**DIRECTION**. Repeat the lines of the data below word for word, from the line with "Find the large" through the end of the data, and leave the pictures out.

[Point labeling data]
★ ★ ★ ★

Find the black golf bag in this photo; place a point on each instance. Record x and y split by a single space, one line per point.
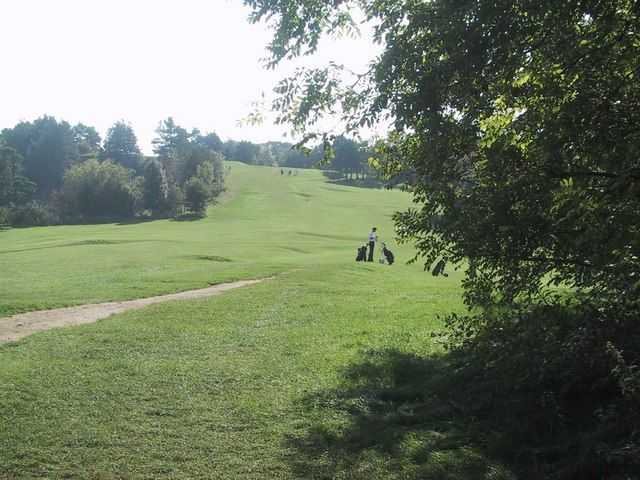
388 254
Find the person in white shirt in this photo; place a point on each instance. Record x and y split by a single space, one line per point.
373 238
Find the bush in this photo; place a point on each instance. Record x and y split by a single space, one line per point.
196 192
31 215
100 190
558 382
5 213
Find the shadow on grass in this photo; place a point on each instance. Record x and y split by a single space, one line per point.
393 417
188 217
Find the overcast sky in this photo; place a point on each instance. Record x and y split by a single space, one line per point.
98 61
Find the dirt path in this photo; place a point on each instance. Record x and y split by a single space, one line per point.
19 326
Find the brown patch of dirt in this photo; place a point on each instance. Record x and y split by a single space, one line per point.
18 326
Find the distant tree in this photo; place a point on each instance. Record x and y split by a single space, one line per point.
87 140
210 141
95 189
155 188
265 155
245 152
15 188
171 145
48 149
196 193
348 156
121 146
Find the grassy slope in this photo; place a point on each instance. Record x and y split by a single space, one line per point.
306 376
268 224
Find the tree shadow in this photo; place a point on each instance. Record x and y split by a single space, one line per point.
395 415
188 217
337 178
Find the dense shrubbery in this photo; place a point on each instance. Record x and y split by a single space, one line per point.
75 179
32 214
93 190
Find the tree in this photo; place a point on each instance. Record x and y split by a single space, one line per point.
155 188
95 189
87 140
48 149
517 122
171 146
121 146
348 156
14 187
210 141
245 152
196 194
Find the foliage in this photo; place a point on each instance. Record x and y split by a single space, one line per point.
516 123
32 214
94 190
15 188
88 141
155 188
196 195
121 146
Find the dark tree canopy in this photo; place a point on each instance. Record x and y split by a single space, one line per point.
47 148
121 146
517 125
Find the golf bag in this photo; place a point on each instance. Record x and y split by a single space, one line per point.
388 254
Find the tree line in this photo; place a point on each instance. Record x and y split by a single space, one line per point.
53 172
516 125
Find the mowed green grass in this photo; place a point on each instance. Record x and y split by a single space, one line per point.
266 224
318 373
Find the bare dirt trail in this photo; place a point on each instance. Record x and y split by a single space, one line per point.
18 326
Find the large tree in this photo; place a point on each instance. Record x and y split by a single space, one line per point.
121 146
15 188
48 149
518 123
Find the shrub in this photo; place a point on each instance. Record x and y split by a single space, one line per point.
196 192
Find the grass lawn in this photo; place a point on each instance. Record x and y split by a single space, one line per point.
321 373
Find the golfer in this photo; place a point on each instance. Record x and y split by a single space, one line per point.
373 238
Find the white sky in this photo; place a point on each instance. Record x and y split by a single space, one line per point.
98 61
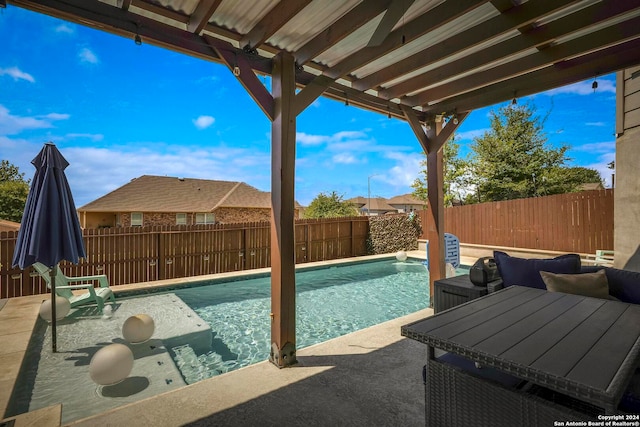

★ ★ ★ ★

**COMPLETED EXERCISE**.
Find the large tree in this photo; place a point on each instance. Record x and y split by a single space, one line per point.
121 146
15 188
48 149
518 123
Find the shrub in this photo; place a point on each instance. Record x and y split by a single space, one line per point.
196 192
Find the grass lawn in this photo; place a point on each instance. Record x and y split by a single space, one line per point.
321 373
Find the golfer in this photo; place a point on each instance. Record x and y split by a single space, one line per point.
373 238
Find the white sky in this photo; place a point on each instance. Record x and y split by a single space, one line per point.
98 61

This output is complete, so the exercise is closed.